* [Written instruction]: Lay out the entries below as a JSON list of strings, one string per line and no blank lines, from the line with "Reviewer note: verify that every instance of the whiteboard in" to the line with "<point>477,281</point>", both lines included. Leave the pictures out of the answer.

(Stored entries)
BEGIN

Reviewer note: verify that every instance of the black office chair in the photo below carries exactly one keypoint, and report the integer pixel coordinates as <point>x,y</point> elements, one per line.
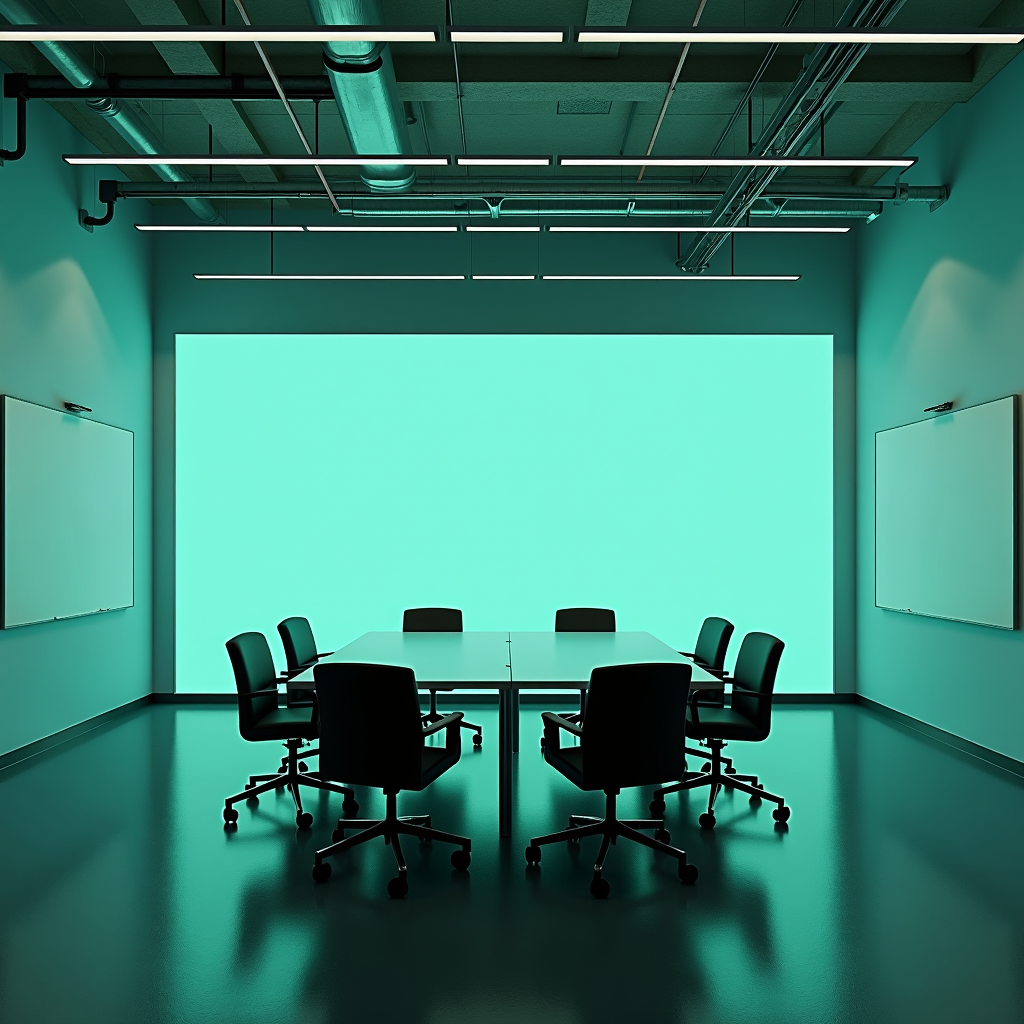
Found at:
<point>748,719</point>
<point>583,621</point>
<point>438,621</point>
<point>634,731</point>
<point>260,719</point>
<point>357,704</point>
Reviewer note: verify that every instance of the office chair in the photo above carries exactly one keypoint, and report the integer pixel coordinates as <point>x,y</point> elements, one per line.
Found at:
<point>633,732</point>
<point>356,704</point>
<point>260,719</point>
<point>748,719</point>
<point>583,621</point>
<point>438,621</point>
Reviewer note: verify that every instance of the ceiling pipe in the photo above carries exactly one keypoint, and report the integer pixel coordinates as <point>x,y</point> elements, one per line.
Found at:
<point>125,121</point>
<point>367,92</point>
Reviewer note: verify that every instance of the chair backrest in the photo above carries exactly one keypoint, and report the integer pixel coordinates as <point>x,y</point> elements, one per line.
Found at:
<point>713,642</point>
<point>585,621</point>
<point>297,638</point>
<point>253,666</point>
<point>371,733</point>
<point>431,621</point>
<point>635,727</point>
<point>757,666</point>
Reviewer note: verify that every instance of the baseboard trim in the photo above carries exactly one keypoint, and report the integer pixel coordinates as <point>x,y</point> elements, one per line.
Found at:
<point>990,757</point>
<point>20,754</point>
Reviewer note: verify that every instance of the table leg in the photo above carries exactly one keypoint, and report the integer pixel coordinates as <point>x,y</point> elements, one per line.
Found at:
<point>505,763</point>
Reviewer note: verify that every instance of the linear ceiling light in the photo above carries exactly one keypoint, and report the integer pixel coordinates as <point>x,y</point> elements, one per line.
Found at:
<point>772,36</point>
<point>329,276</point>
<point>219,227</point>
<point>903,162</point>
<point>503,161</point>
<point>496,35</point>
<point>219,160</point>
<point>675,276</point>
<point>702,230</point>
<point>521,228</point>
<point>430,228</point>
<point>216,34</point>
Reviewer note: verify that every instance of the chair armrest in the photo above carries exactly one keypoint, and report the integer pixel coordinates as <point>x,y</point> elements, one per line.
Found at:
<point>446,722</point>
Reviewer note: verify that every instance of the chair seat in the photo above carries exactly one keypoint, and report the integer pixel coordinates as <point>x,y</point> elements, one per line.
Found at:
<point>721,723</point>
<point>284,723</point>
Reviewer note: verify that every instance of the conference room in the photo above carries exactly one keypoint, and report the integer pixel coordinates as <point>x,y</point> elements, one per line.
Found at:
<point>510,514</point>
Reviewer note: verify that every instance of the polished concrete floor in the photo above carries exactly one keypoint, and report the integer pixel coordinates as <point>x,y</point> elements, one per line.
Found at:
<point>896,894</point>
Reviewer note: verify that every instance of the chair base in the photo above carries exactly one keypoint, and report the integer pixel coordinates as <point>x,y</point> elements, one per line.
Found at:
<point>291,778</point>
<point>390,828</point>
<point>610,827</point>
<point>718,779</point>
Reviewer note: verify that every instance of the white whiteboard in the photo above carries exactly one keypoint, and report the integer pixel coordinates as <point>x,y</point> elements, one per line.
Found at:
<point>944,516</point>
<point>69,515</point>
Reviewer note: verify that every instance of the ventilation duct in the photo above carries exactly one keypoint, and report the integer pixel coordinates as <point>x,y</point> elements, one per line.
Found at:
<point>130,125</point>
<point>363,79</point>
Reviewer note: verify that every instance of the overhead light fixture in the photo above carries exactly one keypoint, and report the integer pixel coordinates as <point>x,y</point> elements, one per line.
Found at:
<point>246,160</point>
<point>675,276</point>
<point>495,35</point>
<point>276,228</point>
<point>329,276</point>
<point>503,161</point>
<point>902,162</point>
<point>769,37</point>
<point>690,228</point>
<point>370,228</point>
<point>512,228</point>
<point>216,34</point>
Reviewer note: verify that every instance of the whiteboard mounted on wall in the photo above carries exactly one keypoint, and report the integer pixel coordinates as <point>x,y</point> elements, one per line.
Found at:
<point>69,515</point>
<point>945,516</point>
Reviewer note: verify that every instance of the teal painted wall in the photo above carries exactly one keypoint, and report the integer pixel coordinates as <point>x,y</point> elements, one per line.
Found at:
<point>940,315</point>
<point>75,324</point>
<point>821,303</point>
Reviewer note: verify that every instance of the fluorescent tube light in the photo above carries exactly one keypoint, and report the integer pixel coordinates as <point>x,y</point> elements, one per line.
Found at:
<point>675,276</point>
<point>519,228</point>
<point>431,228</point>
<point>701,230</point>
<point>329,276</point>
<point>771,36</point>
<point>262,160</point>
<point>216,34</point>
<point>485,35</point>
<point>503,161</point>
<point>903,162</point>
<point>220,227</point>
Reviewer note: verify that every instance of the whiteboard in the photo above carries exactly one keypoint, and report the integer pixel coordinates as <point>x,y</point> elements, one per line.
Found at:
<point>69,515</point>
<point>944,516</point>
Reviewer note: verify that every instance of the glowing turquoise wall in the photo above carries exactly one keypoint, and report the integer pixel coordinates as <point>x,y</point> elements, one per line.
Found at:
<point>941,307</point>
<point>75,324</point>
<point>348,477</point>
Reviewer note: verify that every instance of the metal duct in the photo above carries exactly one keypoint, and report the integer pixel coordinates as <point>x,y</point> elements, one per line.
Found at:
<point>127,123</point>
<point>365,88</point>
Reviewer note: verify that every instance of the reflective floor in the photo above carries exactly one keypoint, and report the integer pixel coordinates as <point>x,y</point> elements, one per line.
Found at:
<point>895,895</point>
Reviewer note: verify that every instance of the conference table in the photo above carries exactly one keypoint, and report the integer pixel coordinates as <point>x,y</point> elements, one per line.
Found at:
<point>507,663</point>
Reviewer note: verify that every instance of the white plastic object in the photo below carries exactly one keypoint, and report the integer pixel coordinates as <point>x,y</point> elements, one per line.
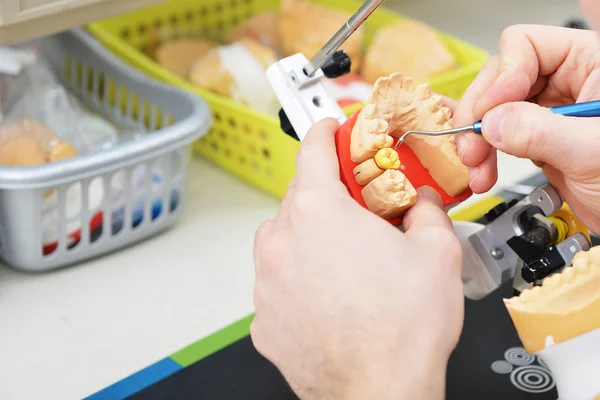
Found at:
<point>575,366</point>
<point>304,99</point>
<point>23,20</point>
<point>49,214</point>
<point>477,281</point>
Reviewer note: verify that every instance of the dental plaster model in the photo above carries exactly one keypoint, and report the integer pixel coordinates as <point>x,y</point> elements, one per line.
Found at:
<point>305,27</point>
<point>237,71</point>
<point>179,55</point>
<point>396,106</point>
<point>421,55</point>
<point>560,322</point>
<point>263,28</point>
<point>29,143</point>
<point>389,195</point>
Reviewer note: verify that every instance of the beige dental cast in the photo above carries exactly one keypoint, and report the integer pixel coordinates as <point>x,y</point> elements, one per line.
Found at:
<point>395,107</point>
<point>565,306</point>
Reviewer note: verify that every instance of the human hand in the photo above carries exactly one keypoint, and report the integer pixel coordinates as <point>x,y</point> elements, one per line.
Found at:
<point>538,67</point>
<point>348,306</point>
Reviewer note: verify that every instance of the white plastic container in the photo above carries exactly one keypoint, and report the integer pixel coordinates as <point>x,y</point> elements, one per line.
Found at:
<point>65,212</point>
<point>22,20</point>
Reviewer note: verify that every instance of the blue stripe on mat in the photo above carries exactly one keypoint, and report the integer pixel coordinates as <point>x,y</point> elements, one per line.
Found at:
<point>138,381</point>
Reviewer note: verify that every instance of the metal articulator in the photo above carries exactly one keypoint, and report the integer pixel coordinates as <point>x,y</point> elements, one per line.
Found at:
<point>530,239</point>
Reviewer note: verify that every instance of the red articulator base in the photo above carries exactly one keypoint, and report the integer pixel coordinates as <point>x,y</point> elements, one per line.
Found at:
<point>411,168</point>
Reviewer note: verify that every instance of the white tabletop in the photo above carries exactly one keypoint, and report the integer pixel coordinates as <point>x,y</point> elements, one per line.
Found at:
<point>67,334</point>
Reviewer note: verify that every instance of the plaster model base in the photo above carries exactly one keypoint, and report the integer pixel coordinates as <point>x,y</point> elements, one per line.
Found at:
<point>560,321</point>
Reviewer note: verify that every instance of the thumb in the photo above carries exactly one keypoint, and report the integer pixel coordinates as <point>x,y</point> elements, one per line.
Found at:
<point>426,213</point>
<point>527,130</point>
<point>316,161</point>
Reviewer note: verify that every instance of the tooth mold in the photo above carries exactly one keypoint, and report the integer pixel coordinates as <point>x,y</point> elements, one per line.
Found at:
<point>384,180</point>
<point>560,322</point>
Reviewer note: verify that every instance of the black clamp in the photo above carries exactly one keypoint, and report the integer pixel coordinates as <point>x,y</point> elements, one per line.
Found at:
<point>540,256</point>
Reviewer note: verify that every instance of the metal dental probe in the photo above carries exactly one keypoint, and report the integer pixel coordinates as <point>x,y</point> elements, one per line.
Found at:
<point>341,36</point>
<point>587,109</point>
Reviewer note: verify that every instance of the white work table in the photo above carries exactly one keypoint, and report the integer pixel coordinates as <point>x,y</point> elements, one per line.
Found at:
<point>69,333</point>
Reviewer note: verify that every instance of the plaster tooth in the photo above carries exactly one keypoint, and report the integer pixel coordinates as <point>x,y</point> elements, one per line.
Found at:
<point>536,291</point>
<point>369,111</point>
<point>434,103</point>
<point>407,83</point>
<point>594,255</point>
<point>568,275</point>
<point>526,295</point>
<point>581,264</point>
<point>442,116</point>
<point>423,92</point>
<point>396,81</point>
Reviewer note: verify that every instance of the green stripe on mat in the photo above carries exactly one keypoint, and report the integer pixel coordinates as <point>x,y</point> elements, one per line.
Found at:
<point>213,343</point>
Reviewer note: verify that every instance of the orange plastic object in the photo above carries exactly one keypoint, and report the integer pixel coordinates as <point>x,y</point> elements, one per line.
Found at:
<point>411,168</point>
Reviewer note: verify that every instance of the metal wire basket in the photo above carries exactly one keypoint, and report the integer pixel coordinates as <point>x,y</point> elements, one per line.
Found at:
<point>62,213</point>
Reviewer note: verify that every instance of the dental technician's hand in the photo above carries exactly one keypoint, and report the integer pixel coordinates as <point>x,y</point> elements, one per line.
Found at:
<point>347,306</point>
<point>537,67</point>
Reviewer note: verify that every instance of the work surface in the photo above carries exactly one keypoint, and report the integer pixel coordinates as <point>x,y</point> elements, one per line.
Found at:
<point>67,334</point>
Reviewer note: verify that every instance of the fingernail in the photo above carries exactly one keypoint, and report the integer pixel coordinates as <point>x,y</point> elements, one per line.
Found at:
<point>462,145</point>
<point>473,175</point>
<point>493,124</point>
<point>429,193</point>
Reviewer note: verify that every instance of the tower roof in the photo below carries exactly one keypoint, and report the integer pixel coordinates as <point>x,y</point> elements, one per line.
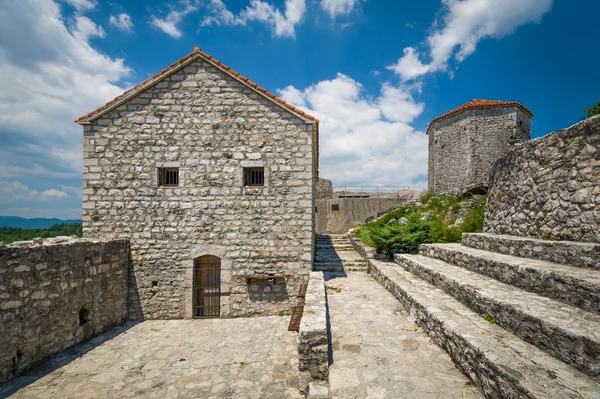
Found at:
<point>478,104</point>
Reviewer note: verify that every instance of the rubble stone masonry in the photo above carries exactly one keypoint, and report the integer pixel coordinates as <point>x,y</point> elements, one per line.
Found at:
<point>56,293</point>
<point>464,147</point>
<point>210,126</point>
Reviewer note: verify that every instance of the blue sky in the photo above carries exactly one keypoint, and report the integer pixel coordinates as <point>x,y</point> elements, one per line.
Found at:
<point>374,72</point>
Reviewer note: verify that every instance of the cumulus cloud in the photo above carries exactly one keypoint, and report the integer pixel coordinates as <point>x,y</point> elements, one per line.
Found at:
<point>338,7</point>
<point>220,15</point>
<point>15,191</point>
<point>82,5</point>
<point>364,140</point>
<point>170,23</point>
<point>122,22</point>
<point>48,67</point>
<point>282,23</point>
<point>463,25</point>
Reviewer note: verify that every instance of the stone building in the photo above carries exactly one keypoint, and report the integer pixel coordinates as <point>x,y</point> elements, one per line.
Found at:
<point>465,142</point>
<point>212,178</point>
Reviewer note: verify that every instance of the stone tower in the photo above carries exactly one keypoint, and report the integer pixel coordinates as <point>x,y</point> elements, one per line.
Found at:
<point>464,143</point>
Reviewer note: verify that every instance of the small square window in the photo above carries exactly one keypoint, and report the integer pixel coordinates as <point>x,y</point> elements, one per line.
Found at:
<point>254,176</point>
<point>168,177</point>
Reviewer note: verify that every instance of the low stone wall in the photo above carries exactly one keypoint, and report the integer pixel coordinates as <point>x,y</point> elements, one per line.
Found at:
<point>549,187</point>
<point>342,214</point>
<point>55,293</point>
<point>313,343</point>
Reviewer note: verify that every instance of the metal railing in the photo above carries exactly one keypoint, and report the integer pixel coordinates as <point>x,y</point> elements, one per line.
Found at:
<point>370,191</point>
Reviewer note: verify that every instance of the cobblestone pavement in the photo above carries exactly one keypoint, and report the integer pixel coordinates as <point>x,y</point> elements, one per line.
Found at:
<point>379,352</point>
<point>211,358</point>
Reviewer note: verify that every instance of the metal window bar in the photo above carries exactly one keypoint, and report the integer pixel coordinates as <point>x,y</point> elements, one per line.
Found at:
<point>168,177</point>
<point>207,287</point>
<point>254,176</point>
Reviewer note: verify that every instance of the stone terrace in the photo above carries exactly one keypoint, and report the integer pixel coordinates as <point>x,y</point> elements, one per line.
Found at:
<point>210,358</point>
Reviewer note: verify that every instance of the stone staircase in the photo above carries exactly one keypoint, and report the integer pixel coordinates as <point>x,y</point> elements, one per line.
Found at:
<point>519,316</point>
<point>336,255</point>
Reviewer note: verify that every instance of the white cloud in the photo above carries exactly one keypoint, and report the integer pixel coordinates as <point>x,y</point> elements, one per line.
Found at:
<point>169,24</point>
<point>362,140</point>
<point>338,7</point>
<point>11,192</point>
<point>221,15</point>
<point>82,5</point>
<point>409,66</point>
<point>84,28</point>
<point>464,24</point>
<point>47,67</point>
<point>282,23</point>
<point>122,22</point>
<point>53,194</point>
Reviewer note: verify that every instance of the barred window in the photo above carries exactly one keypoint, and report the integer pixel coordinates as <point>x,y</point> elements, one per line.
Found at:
<point>254,176</point>
<point>168,177</point>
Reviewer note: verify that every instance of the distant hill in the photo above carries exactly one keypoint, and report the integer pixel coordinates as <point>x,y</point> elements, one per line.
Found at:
<point>35,223</point>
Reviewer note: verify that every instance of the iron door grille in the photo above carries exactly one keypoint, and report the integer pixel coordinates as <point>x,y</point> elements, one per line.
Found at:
<point>207,286</point>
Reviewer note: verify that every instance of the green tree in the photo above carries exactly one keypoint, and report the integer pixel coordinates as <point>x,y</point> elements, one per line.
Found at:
<point>595,110</point>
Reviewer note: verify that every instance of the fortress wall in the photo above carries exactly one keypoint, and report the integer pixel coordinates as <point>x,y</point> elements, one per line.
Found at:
<point>354,211</point>
<point>549,187</point>
<point>55,293</point>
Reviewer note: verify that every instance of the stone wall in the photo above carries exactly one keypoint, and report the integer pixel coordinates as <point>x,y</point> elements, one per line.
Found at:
<point>463,147</point>
<point>324,189</point>
<point>549,187</point>
<point>313,344</point>
<point>210,126</point>
<point>56,293</point>
<point>342,214</point>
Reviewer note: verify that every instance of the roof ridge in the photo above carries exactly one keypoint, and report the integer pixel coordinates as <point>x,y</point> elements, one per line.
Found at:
<point>480,103</point>
<point>177,64</point>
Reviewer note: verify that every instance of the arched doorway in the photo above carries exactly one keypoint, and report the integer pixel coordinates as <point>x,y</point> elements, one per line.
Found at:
<point>207,286</point>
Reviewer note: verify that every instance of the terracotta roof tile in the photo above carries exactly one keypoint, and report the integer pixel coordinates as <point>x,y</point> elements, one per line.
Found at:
<point>177,64</point>
<point>475,104</point>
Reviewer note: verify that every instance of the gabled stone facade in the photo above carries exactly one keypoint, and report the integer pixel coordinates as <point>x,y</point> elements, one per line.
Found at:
<point>465,143</point>
<point>202,119</point>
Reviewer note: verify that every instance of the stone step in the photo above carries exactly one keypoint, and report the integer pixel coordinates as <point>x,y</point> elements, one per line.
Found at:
<point>334,269</point>
<point>569,333</point>
<point>581,254</point>
<point>573,285</point>
<point>499,363</point>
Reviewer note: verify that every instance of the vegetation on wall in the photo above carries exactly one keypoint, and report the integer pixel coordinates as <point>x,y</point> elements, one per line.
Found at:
<point>433,219</point>
<point>12,234</point>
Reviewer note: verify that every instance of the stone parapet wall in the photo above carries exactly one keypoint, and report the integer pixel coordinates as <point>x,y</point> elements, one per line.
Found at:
<point>324,189</point>
<point>549,187</point>
<point>313,343</point>
<point>342,214</point>
<point>55,293</point>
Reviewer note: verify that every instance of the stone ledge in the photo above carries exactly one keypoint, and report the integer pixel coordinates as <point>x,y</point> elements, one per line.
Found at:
<point>573,285</point>
<point>580,254</point>
<point>500,364</point>
<point>568,333</point>
<point>313,342</point>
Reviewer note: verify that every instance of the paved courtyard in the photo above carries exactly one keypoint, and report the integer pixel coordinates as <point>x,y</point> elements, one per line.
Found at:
<point>211,358</point>
<point>379,352</point>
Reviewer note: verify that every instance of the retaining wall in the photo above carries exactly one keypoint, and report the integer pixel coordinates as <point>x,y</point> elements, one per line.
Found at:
<point>56,293</point>
<point>549,187</point>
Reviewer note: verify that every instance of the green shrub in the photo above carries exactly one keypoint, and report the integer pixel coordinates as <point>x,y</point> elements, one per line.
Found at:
<point>403,229</point>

END

* [Solution]:
[
  "Reviewer note: verify that every instance of the whiteboard in the photo above carries exactly one keypoint, and report the integer pixel coordinates as <point>x,y</point> elements, one per line.",
  "Found at:",
  "<point>69,515</point>",
  "<point>944,516</point>",
  "Reviewer note: verify that every instance of the glowing turquoise wall in the photo above carries exactly one keypoint, and report the integer pixel coordinates as <point>x,y</point> elements, one per line.",
  "Found at:",
  "<point>941,307</point>",
  "<point>75,324</point>",
  "<point>348,477</point>",
  "Reviewer note: verify that every instance of the metal duct in the photo above carries exactly one keypoint, and report the integer pixel coordinates as <point>x,y</point> elements, one per line.",
  "Found at:",
  "<point>127,123</point>",
  "<point>365,88</point>",
  "Reviewer note: verify that every instance of the reflective floor in the photo above carries exactly one keypoint, and report the integer pixel coordinates as <point>x,y</point> elements, one per line.",
  "Found at:",
  "<point>895,895</point>",
  "Reviewer note: verify that every instance of the conference table in the photo above carries exactly one keypoint, and report the integer pixel coordinates as <point>x,y</point> elements, one per line.",
  "Found at:",
  "<point>507,663</point>",
  "Reviewer note: verify that every instance of the white plastic object in the photo below carries exactly one keypoint, and report the integer pixel coordinates as <point>x,y</point> elements, one per line.",
  "Found at:",
  "<point>575,366</point>",
  "<point>304,99</point>",
  "<point>23,20</point>",
  "<point>49,214</point>",
  "<point>477,281</point>"
]